• [DATA EXTRACT]:
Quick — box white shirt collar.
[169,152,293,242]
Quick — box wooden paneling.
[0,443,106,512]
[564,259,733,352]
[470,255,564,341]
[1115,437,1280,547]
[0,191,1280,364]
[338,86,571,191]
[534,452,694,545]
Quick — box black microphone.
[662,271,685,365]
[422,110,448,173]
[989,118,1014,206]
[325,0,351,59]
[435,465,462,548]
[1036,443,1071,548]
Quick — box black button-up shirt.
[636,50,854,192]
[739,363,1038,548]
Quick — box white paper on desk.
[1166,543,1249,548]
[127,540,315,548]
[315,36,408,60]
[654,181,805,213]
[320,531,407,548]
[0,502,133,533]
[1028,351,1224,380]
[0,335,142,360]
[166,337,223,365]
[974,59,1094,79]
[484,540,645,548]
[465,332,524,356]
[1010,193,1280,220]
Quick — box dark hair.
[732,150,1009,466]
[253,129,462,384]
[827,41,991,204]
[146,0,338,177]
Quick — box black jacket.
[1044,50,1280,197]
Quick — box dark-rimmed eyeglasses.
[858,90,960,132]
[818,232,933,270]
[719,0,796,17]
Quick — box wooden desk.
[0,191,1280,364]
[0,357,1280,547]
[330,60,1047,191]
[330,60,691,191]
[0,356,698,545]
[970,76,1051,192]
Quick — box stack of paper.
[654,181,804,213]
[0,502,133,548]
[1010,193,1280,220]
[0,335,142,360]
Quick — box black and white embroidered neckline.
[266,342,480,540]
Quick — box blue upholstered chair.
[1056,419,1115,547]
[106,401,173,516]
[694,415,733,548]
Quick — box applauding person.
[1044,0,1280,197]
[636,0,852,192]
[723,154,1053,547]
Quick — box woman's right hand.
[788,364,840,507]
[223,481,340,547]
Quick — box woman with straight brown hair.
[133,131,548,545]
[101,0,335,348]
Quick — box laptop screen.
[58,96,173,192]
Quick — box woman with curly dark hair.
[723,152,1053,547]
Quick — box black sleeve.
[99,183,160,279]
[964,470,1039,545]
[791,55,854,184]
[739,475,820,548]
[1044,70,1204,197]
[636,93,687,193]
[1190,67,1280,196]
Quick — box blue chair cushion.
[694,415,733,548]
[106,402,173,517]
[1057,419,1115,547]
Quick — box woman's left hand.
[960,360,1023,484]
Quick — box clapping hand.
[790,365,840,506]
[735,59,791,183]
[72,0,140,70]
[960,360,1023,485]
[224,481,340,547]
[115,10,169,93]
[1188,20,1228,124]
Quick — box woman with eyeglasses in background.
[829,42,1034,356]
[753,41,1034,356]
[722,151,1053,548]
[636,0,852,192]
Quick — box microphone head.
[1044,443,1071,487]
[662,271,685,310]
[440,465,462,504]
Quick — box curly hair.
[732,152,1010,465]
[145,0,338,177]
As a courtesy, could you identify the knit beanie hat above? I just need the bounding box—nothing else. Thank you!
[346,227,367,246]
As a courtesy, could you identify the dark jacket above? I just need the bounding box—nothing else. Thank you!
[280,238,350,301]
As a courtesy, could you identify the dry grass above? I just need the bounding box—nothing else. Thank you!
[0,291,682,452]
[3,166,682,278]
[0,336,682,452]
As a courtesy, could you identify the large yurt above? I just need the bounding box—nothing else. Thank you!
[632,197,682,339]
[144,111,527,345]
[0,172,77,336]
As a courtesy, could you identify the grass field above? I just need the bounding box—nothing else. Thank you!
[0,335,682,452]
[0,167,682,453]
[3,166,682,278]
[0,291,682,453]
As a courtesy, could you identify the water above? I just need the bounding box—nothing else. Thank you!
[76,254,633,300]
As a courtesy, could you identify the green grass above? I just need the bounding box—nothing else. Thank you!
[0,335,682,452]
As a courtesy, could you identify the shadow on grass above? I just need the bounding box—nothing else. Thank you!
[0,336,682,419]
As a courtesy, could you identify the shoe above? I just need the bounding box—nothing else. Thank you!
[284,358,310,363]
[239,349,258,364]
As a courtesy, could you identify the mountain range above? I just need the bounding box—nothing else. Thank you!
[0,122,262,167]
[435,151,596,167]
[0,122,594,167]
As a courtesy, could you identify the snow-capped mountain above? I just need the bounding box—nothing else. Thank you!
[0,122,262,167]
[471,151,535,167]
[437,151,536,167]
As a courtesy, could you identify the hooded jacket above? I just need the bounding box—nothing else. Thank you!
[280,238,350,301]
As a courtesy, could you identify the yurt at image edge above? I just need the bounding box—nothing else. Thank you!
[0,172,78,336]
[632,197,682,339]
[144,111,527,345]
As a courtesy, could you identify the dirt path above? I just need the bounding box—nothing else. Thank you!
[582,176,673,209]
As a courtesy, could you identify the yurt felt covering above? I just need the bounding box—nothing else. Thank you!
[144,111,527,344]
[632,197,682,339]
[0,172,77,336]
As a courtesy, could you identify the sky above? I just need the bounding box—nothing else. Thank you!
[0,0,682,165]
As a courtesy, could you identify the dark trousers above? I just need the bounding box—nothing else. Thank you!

• [GOAL]:
Copy the records from the line containing "As a courtesy, could you identify the yurt felt" through to the end, changing "felt covering" to "canvas covering" and leaving every other part the same.

• [RESULT FOR THIS EXERCISE]:
As a courtesy, could you identify the yurt canvas covering above? I just need the bounding box—nothing else. Thank you!
[144,111,527,344]
[632,197,682,339]
[0,172,77,336]
As a courtesy, could you identify the sky above? I just need the bounding box—nothing else. Thank you!
[0,0,682,165]
As a courtesy, could you identify the dark trousers above? I just need the bounding box—nothing else. Thank you!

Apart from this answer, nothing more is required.